##### GIVEN PASSAGE

The fuel for TerraPower’s new nuclear energy concept is ready to go inside a reactor.
It’s not going into the company’s advanced Traveling Wave Reactor, but instead to an experimental test bed at Idaho National Laboratory that will reveal key details about the new extruded metallic fuel to aid the licensing process.
The fuel pins were fabricated at INL’s Materials and Fuels Complex (MFC). As part of the LDC-1A Fuel Irradiation Test which started in July, INL’s Advanced Test Reactor began bombarding the fuel pins with neutrons for 300 days. The test will reveal how the new fuel stacks up to proven fuels.
Employees from INL and TerraPower have worked together since 2013 on designing and fabricating an acceptable extruded U10Zr (uranium/zirconium alloy) nuclear test fuel at MFC’s Experimental Fuels Facility (EFF). The group settled on extrusion, a process proven in the 1960s but hasn’t been used to fabricate fuel for a modern fast reactor like the TWR.
The testing stage at ATR marks an important milestone for INL and its corporate partner, providing valuable data on how the new fuel compares to its predecessors.
“The test was designed to provide a direct comparison between the performance of historic injection cast fuel and extruded fuel,” TerraPower’s Brian Morris said. “This comparison is crucial to the licensing effort associated with extruded fuel to demonstrate that the historic injection cast fuel performance database is applicable to extruded fuel.”
Over the past five years, staff from INL and TerraPower worked together outfitting EFF before performing a series of complex tests using various alloys that enabled the team to achieve its technical objectives. The INL/TerraPower team performed more than 100 test extrusions, learning about the process itself as well as extrusion dies, tooling material, lubricants, post-extrusion heat treatment and a new irradiation test capsule design.
The ATR testing will help show if the extrusion process can create fuel slugs that perform the same or even better than those previously made from casting methods – like the fuel used in Experimental Breeder Reactor-II.

##########

* **SET OF TASKS**
a - List every reactor named in the passage on TerraPower's extruded fuel.
b - From the passage on TerraPower's extruded fuel, reproduce word for word the part that opens with the words containing "The fuel pins were" and closes with "to proven fuels.".

##### INFORMATION SUPPLIED

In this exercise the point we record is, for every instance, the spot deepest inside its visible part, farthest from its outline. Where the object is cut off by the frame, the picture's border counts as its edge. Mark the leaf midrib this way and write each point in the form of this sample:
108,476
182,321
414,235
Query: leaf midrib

##########

* **ANSWERS TO EACH TASK**
a -
Traveling Wave Reactor (TWR)
Advanced Test Reactor (ATR)
Experimental Breeder Reactor-II

b -
The fuel pins were fabricated at INL’s Materials and Fuels Complex (MFC). As part of the LDC-1A Fuel Irradiation Test which started in July, INL’s Advanced Test Reactor began bombarding the fuel pins with neutrons for 300 days. The test will reveal how the new fuel stacks up to proven fuels.